◆ EXERCISE DIRECTIONS ◆
Say how many lines in the following entries include "chilli", and add nothing else.

Data entries:
****************************************

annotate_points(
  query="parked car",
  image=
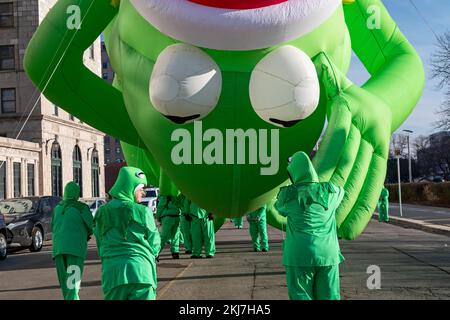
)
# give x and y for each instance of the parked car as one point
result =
(28, 220)
(94, 204)
(151, 198)
(3, 241)
(438, 179)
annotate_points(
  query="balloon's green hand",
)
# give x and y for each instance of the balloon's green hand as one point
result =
(355, 148)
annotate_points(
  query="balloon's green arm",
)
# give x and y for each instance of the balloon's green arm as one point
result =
(54, 62)
(397, 74)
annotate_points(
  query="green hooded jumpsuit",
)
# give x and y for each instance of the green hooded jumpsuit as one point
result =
(383, 206)
(185, 222)
(311, 253)
(258, 228)
(168, 213)
(71, 228)
(128, 241)
(202, 232)
(238, 222)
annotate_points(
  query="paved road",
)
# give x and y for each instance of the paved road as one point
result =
(435, 215)
(413, 264)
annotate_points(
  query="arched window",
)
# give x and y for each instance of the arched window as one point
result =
(78, 168)
(95, 172)
(56, 170)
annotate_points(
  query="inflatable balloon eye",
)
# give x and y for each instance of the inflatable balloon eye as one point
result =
(284, 88)
(185, 84)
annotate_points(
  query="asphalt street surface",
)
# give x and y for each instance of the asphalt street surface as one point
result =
(435, 215)
(413, 265)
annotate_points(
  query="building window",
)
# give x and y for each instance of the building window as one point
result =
(30, 174)
(2, 179)
(17, 179)
(77, 168)
(95, 172)
(56, 170)
(91, 52)
(55, 110)
(8, 100)
(6, 15)
(7, 59)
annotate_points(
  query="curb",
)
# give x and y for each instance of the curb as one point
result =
(417, 224)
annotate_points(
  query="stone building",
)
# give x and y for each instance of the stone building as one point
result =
(68, 149)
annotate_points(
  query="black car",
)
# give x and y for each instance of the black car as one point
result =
(3, 241)
(28, 220)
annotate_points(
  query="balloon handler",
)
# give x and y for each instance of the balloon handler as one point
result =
(168, 214)
(311, 253)
(383, 206)
(71, 228)
(202, 232)
(127, 240)
(258, 229)
(185, 222)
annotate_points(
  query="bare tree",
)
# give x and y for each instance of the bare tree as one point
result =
(399, 143)
(440, 64)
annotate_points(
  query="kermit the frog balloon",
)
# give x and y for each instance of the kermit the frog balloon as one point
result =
(212, 97)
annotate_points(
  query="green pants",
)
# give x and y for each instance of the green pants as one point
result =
(202, 231)
(258, 229)
(238, 222)
(383, 211)
(170, 232)
(70, 271)
(133, 291)
(185, 227)
(313, 283)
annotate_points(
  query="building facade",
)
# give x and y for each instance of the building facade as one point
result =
(69, 150)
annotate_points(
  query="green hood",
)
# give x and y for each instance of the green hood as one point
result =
(127, 181)
(71, 191)
(301, 170)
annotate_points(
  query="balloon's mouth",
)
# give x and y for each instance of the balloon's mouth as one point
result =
(236, 25)
(238, 4)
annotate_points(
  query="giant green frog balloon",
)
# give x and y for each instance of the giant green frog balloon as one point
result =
(212, 97)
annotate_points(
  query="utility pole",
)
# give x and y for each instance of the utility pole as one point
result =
(409, 155)
(397, 155)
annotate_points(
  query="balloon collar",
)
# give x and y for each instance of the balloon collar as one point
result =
(238, 4)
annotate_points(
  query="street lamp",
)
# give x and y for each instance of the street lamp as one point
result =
(397, 155)
(409, 155)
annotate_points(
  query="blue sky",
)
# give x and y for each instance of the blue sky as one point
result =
(437, 13)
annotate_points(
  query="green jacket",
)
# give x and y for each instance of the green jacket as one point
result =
(71, 224)
(310, 207)
(384, 196)
(168, 207)
(196, 212)
(258, 215)
(126, 234)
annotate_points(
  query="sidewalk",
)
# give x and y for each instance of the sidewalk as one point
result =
(429, 219)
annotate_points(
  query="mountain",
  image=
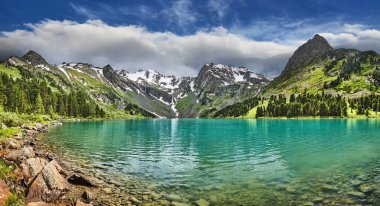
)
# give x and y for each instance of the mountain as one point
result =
(311, 49)
(316, 66)
(147, 91)
(317, 81)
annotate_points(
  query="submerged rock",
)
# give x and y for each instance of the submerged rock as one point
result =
(318, 200)
(329, 188)
(4, 192)
(87, 196)
(202, 202)
(84, 180)
(18, 155)
(366, 188)
(356, 194)
(107, 190)
(356, 183)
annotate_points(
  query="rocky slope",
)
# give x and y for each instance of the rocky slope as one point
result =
(215, 87)
(316, 66)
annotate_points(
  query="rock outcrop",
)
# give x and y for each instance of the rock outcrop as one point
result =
(312, 48)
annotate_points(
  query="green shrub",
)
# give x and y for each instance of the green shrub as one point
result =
(14, 200)
(4, 170)
(8, 133)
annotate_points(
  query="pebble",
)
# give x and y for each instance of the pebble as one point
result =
(164, 202)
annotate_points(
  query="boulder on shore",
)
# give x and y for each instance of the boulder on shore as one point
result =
(4, 192)
(49, 184)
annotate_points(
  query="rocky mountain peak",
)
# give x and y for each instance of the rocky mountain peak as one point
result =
(312, 48)
(34, 58)
(108, 67)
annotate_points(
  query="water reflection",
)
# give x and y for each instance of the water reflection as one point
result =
(204, 152)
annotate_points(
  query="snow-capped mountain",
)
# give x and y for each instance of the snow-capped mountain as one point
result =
(215, 87)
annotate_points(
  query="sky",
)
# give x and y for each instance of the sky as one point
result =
(180, 36)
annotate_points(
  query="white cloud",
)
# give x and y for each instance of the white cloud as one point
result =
(134, 47)
(220, 7)
(181, 13)
(83, 11)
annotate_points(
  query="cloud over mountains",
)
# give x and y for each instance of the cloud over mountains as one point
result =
(135, 47)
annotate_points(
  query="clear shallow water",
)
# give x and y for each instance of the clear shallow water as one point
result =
(247, 162)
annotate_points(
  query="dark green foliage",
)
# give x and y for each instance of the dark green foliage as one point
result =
(306, 105)
(239, 108)
(32, 94)
(133, 109)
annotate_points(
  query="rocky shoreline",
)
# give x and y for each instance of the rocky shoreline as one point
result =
(42, 179)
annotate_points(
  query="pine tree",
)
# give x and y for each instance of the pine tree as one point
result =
(39, 107)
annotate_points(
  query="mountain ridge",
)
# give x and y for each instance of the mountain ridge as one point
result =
(155, 93)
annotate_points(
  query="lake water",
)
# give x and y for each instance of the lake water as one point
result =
(231, 162)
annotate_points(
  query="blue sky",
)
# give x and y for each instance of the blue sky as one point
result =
(184, 17)
(272, 27)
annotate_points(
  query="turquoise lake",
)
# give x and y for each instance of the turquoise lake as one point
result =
(231, 162)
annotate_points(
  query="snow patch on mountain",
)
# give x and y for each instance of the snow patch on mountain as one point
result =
(44, 67)
(64, 71)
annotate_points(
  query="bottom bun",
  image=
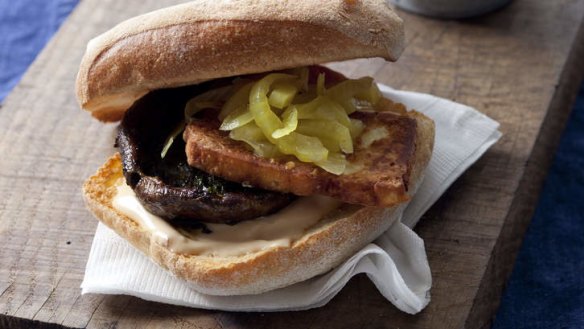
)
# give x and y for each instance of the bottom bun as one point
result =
(332, 240)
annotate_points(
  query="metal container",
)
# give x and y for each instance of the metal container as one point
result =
(450, 8)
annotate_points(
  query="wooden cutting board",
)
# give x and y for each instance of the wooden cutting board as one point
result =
(521, 66)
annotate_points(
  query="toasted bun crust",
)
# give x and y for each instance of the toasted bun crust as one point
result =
(323, 247)
(209, 39)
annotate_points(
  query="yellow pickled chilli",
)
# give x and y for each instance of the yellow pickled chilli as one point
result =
(282, 114)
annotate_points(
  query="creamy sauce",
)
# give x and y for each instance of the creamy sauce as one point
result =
(276, 230)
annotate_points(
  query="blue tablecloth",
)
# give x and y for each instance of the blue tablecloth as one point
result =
(546, 289)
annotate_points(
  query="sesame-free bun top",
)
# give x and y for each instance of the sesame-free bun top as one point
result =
(209, 39)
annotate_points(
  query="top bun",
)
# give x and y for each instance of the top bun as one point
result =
(209, 39)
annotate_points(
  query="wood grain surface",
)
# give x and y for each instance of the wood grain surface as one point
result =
(521, 66)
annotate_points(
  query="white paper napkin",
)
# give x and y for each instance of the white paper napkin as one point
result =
(396, 262)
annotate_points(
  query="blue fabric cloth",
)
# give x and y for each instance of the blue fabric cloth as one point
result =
(25, 28)
(546, 289)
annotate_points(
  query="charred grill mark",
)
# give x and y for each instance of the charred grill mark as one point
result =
(169, 187)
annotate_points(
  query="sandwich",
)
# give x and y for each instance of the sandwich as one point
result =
(244, 165)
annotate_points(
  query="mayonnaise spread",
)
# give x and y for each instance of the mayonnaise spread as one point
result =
(279, 229)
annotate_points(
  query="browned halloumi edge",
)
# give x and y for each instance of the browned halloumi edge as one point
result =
(378, 172)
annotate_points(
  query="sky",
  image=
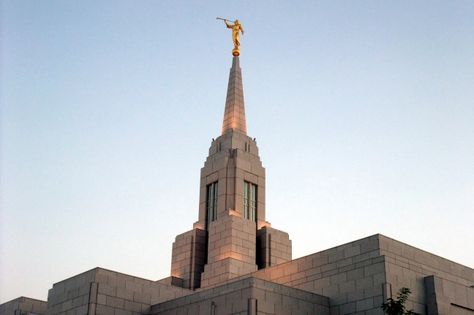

****************************************

◆ SOLUTION FOR THIS PROBLEM ◆
2